#### DATA SECTION

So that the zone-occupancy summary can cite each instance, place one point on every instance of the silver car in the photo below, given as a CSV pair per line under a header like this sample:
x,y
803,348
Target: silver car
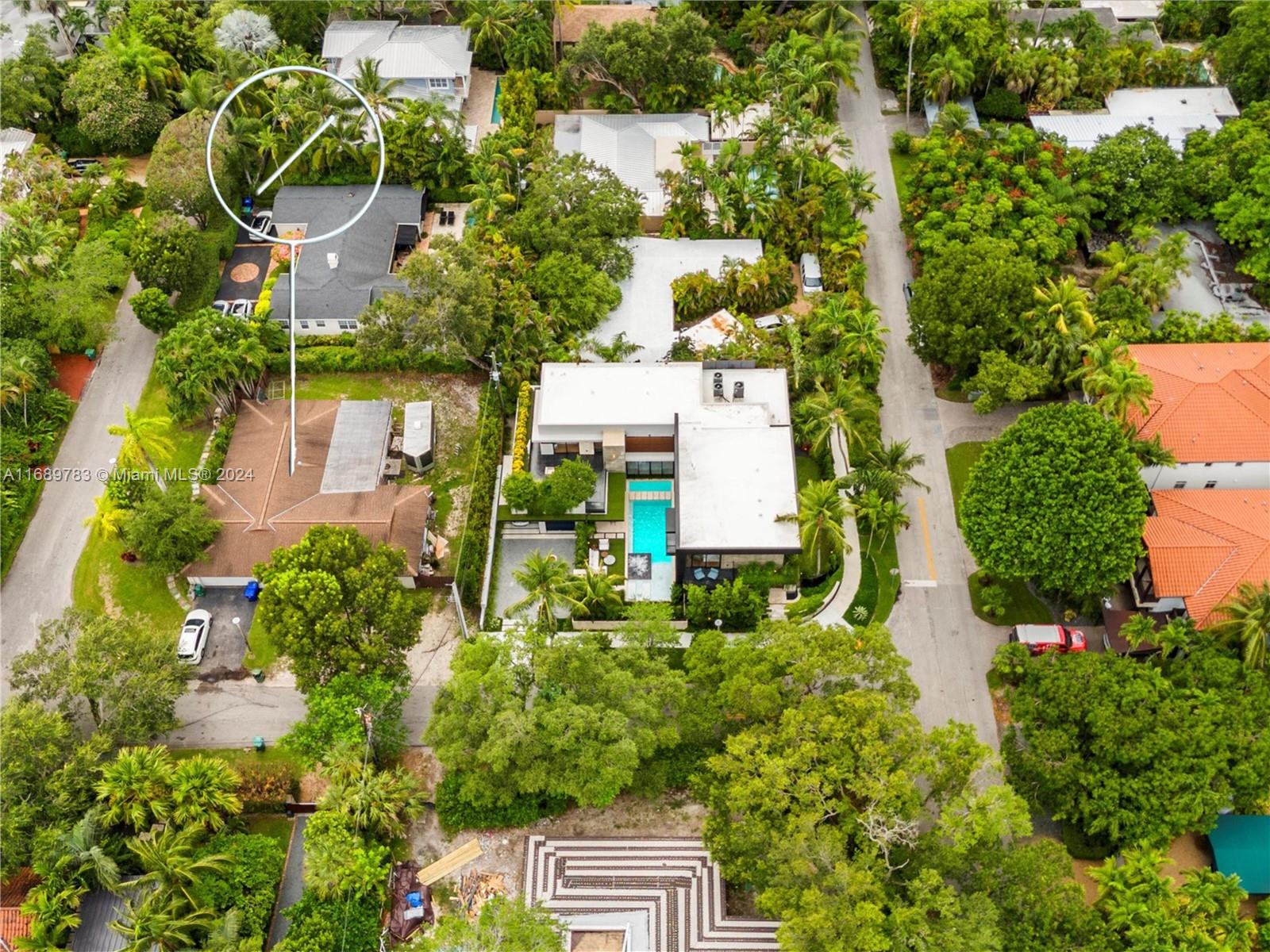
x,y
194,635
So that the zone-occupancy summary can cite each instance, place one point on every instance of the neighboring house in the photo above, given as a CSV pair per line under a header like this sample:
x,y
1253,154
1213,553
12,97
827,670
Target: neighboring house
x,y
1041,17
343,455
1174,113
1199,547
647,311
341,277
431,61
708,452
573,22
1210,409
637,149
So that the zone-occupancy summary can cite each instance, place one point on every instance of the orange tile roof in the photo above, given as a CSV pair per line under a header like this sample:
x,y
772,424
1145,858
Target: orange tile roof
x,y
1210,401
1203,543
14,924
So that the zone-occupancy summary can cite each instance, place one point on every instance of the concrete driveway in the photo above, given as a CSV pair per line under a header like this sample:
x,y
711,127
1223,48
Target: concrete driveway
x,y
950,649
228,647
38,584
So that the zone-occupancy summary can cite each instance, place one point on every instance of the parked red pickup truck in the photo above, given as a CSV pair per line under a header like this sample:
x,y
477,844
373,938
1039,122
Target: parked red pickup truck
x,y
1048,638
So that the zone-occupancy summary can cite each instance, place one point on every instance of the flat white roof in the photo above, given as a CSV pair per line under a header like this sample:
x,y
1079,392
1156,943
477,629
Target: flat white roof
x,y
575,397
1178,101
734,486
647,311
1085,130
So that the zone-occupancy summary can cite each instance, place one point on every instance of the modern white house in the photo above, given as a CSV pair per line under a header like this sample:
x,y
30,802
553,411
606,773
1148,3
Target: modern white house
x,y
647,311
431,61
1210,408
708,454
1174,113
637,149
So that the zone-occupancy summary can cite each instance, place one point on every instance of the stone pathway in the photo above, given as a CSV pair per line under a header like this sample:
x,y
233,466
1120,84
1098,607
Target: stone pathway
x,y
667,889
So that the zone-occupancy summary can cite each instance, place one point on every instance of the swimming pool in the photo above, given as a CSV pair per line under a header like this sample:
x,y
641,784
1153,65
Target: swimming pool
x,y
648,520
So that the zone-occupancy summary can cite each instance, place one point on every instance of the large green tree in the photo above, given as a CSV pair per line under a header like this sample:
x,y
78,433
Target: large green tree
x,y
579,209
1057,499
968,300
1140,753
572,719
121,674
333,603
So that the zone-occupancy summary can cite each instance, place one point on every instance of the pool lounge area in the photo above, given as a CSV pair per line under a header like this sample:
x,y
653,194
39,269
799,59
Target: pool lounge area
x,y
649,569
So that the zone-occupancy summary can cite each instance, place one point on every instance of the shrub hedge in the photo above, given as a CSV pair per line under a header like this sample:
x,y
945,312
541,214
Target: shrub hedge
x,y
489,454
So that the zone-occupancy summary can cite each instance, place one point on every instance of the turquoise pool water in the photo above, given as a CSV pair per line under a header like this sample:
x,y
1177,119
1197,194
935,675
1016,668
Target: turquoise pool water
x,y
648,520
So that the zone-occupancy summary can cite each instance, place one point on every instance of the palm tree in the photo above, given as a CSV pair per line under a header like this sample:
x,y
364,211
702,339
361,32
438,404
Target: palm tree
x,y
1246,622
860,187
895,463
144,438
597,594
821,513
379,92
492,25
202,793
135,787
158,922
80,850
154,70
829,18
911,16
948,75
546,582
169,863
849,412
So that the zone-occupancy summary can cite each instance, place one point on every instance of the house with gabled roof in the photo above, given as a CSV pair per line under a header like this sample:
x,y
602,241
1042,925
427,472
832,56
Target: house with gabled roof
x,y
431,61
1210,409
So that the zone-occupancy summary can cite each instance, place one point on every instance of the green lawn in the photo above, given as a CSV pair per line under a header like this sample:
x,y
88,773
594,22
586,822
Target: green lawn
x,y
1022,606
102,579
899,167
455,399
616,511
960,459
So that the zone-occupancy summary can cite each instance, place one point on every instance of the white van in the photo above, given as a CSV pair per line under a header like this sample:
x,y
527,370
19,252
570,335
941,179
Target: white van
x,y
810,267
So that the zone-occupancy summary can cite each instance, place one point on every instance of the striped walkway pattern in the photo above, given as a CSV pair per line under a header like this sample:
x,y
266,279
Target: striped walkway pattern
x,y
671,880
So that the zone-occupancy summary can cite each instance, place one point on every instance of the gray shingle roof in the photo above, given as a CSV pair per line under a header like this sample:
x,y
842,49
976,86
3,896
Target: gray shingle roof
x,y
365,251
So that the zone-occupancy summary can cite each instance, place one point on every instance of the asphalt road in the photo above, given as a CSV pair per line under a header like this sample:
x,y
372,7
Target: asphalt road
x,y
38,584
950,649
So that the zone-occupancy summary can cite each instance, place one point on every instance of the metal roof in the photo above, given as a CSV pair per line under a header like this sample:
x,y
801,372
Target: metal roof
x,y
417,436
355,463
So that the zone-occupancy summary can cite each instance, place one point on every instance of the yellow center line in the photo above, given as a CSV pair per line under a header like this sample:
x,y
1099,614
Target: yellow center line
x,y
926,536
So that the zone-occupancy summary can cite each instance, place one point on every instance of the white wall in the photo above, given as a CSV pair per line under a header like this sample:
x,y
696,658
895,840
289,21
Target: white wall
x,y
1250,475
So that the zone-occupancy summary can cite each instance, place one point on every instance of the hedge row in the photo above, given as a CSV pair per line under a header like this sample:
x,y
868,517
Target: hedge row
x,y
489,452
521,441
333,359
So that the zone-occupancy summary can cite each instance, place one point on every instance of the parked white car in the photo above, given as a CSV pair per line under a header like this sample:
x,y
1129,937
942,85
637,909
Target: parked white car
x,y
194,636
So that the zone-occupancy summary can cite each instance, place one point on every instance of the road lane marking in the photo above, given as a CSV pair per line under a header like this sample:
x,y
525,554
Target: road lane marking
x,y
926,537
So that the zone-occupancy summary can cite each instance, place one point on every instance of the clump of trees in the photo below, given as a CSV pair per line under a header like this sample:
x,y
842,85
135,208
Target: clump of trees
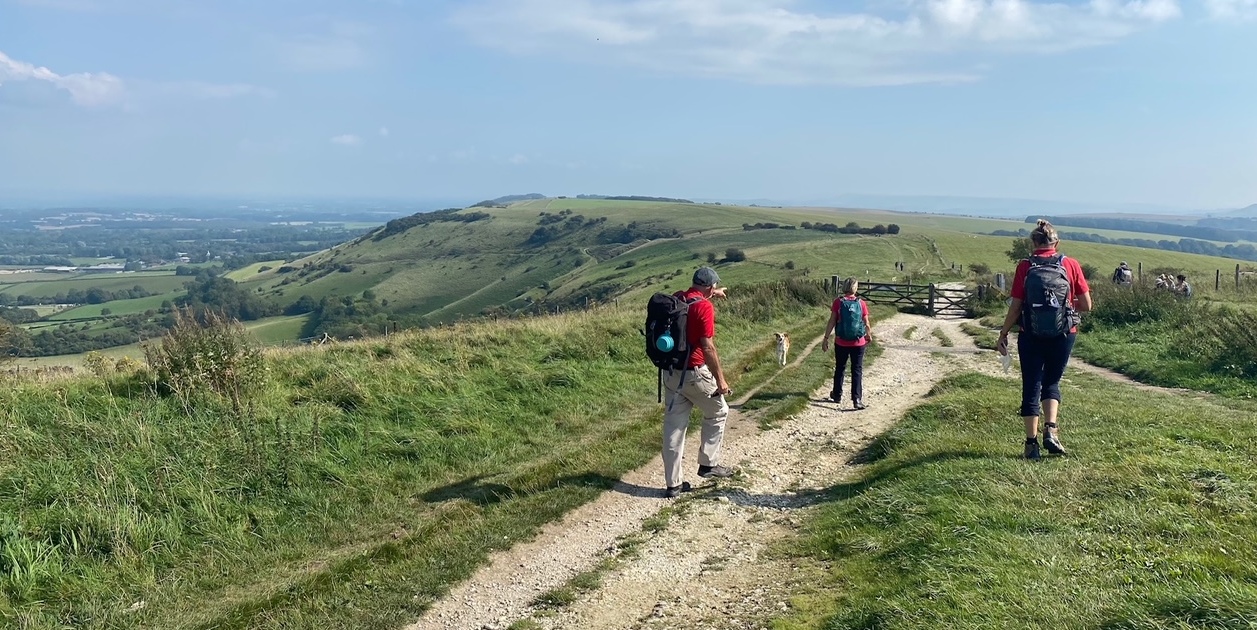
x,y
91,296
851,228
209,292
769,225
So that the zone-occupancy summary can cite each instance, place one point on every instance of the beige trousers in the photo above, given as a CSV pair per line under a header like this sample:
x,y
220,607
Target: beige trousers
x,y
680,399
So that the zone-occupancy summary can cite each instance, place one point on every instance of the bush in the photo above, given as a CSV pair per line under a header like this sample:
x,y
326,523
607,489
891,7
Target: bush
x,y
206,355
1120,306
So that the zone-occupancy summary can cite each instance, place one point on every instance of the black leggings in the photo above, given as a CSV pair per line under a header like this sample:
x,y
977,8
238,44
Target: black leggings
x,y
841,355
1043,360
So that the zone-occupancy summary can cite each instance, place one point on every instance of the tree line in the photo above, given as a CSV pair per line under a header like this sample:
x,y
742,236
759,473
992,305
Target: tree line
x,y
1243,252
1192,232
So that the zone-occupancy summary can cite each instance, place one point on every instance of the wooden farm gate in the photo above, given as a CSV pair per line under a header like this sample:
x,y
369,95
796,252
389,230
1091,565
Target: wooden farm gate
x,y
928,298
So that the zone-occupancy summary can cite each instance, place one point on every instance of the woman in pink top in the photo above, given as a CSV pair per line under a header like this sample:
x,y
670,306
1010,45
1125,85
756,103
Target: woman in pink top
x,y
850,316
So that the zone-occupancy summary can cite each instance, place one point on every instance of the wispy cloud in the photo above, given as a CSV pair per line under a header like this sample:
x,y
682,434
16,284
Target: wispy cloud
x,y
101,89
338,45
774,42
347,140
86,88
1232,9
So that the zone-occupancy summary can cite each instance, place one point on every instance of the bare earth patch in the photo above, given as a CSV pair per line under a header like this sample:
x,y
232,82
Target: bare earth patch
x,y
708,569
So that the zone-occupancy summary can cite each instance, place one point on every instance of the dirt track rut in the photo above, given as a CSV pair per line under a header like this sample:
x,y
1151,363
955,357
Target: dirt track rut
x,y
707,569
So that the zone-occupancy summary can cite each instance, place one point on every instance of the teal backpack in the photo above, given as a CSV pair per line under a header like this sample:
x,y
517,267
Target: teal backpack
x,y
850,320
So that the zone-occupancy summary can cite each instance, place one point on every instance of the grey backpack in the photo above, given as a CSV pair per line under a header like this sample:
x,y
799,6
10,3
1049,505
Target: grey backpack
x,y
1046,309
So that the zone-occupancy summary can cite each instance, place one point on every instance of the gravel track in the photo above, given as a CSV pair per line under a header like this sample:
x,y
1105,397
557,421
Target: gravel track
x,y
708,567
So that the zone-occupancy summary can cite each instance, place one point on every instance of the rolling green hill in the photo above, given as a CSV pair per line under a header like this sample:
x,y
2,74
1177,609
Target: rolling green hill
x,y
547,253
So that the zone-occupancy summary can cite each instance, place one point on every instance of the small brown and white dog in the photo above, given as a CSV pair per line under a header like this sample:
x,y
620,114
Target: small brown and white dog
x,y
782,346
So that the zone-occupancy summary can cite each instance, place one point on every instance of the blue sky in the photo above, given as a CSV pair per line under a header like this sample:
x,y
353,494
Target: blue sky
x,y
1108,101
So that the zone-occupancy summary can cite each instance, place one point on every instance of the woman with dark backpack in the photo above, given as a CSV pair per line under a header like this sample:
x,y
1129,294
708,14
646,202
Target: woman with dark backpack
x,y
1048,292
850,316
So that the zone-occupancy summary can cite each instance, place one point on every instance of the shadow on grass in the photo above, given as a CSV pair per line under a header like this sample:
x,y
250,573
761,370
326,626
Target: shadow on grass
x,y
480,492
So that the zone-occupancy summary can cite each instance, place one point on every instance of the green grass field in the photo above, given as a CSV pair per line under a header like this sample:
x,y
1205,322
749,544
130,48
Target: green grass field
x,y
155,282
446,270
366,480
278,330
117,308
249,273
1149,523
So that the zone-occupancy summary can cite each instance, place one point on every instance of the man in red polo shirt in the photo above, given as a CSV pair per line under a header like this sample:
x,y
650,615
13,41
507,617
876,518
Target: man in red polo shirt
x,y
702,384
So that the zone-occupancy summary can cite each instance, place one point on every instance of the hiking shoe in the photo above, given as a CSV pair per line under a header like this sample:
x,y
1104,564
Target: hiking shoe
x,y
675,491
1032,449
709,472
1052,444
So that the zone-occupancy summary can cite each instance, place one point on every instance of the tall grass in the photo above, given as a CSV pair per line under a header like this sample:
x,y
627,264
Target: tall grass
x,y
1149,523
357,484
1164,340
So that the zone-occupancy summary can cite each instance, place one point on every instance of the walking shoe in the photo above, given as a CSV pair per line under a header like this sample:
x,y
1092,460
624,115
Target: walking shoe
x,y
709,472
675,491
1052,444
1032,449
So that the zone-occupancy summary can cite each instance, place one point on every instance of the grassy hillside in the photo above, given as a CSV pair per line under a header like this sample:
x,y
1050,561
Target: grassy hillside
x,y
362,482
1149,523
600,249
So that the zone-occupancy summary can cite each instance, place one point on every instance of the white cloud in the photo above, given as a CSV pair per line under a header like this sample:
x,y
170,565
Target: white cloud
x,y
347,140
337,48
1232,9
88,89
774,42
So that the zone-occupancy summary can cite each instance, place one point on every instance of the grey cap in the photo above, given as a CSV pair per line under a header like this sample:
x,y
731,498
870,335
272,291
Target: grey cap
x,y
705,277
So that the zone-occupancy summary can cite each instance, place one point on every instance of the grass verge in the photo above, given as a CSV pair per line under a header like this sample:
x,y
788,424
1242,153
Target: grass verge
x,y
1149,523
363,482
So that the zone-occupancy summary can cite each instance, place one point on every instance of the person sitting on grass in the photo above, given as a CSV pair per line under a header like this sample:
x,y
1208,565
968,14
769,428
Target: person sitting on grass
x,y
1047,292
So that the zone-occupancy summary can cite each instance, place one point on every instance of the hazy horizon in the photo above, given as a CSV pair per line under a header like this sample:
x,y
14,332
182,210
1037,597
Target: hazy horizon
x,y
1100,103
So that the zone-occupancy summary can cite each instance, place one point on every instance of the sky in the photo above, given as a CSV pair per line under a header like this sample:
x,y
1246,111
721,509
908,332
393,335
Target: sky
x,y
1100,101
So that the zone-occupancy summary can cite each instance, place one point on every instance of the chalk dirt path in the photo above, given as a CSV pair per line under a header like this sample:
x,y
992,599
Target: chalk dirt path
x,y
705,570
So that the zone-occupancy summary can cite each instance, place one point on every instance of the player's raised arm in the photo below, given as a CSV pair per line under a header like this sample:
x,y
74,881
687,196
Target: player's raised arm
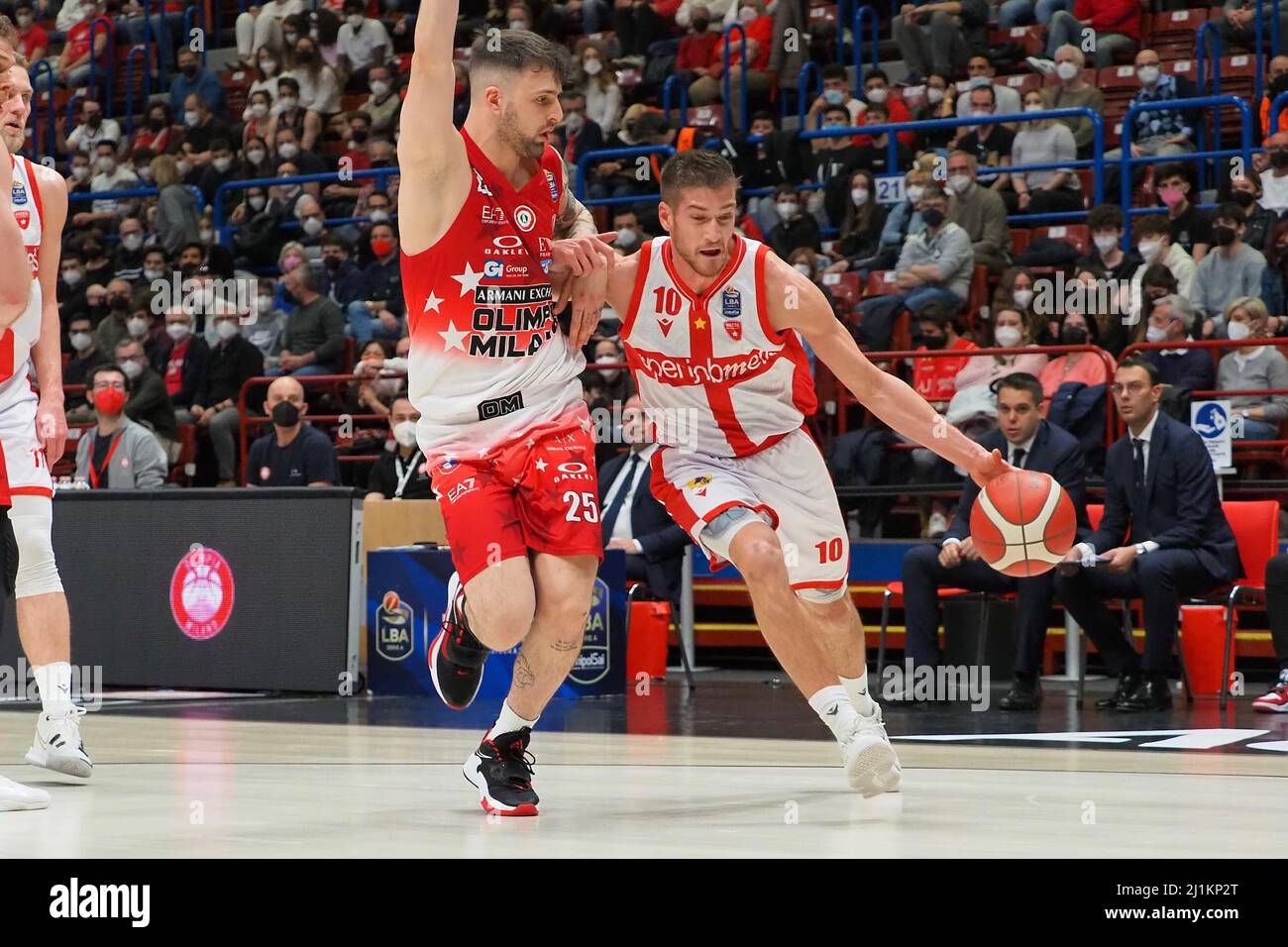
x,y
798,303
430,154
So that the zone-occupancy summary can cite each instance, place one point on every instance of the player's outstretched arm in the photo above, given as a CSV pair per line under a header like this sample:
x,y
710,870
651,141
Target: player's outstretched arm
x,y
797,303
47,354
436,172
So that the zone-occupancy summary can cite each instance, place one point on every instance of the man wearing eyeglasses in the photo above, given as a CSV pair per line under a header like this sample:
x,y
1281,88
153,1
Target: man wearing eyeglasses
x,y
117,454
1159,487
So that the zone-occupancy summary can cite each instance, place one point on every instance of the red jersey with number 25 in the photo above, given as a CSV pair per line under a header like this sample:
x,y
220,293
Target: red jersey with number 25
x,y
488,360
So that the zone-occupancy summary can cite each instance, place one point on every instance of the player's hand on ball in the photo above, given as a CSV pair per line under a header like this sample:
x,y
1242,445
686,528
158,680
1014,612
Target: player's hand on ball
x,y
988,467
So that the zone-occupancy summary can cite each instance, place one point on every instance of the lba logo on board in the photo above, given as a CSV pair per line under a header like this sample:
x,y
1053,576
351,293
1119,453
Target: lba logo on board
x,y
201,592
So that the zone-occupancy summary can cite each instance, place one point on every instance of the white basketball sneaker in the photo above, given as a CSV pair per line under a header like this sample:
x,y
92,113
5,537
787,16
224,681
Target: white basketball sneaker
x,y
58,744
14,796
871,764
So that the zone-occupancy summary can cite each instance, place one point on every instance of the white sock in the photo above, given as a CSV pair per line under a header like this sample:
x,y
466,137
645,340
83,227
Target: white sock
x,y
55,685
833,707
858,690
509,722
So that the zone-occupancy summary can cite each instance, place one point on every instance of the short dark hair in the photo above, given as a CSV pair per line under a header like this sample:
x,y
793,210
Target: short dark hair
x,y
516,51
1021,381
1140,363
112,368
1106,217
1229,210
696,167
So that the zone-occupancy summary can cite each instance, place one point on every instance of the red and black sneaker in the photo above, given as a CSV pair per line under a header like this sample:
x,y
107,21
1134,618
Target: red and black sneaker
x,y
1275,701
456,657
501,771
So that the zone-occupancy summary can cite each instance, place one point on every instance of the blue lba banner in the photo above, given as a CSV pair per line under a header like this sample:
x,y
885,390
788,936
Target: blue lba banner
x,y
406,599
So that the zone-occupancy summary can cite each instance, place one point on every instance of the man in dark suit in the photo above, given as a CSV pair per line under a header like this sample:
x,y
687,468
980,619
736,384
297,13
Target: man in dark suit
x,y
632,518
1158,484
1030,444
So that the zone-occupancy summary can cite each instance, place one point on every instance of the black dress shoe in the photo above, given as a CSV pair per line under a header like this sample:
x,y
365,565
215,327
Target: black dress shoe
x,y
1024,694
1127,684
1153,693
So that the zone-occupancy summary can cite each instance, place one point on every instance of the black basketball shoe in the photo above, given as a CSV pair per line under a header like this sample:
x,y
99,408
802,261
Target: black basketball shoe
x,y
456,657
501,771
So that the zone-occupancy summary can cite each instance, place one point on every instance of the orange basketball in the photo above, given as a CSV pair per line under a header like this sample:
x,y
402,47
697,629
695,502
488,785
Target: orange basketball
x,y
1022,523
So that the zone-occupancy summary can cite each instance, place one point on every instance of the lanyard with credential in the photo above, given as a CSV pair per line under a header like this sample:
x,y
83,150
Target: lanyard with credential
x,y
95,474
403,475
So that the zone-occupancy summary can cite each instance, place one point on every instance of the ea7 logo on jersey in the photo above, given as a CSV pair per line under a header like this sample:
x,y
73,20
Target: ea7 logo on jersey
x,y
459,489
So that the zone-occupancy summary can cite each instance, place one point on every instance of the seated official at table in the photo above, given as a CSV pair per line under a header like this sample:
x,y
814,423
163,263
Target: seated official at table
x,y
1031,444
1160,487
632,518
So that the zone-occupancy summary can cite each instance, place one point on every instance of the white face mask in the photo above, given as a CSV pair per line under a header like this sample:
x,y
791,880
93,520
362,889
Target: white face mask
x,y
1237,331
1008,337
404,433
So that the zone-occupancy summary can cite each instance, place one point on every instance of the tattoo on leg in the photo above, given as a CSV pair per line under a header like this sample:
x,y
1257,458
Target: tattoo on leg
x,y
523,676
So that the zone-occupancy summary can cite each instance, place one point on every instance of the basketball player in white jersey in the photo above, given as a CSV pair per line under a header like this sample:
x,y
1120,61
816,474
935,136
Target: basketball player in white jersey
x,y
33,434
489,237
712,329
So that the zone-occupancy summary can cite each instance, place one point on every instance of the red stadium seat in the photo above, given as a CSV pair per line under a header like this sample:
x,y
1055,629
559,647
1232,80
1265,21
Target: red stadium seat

########

§ WHAT THE TASK REQUIRES:
Rewrite the part of the listing that opens with the line containing "of the shadow" and closes with the line containing "Target: shadow on grass", renaming "shadow on grass" to "shade on lawn" wherever it occurs and leaving everything else unchanged. Return only those lines.

§ IN RESPONSE:
So that the zone-occupancy summary can cite each instance, place one point on every instance of the shade on lawn in the photo above, given as a CSV pair per line under a header like this sample:
x,y
250,573
761,370
326,626
Target: shade on lawn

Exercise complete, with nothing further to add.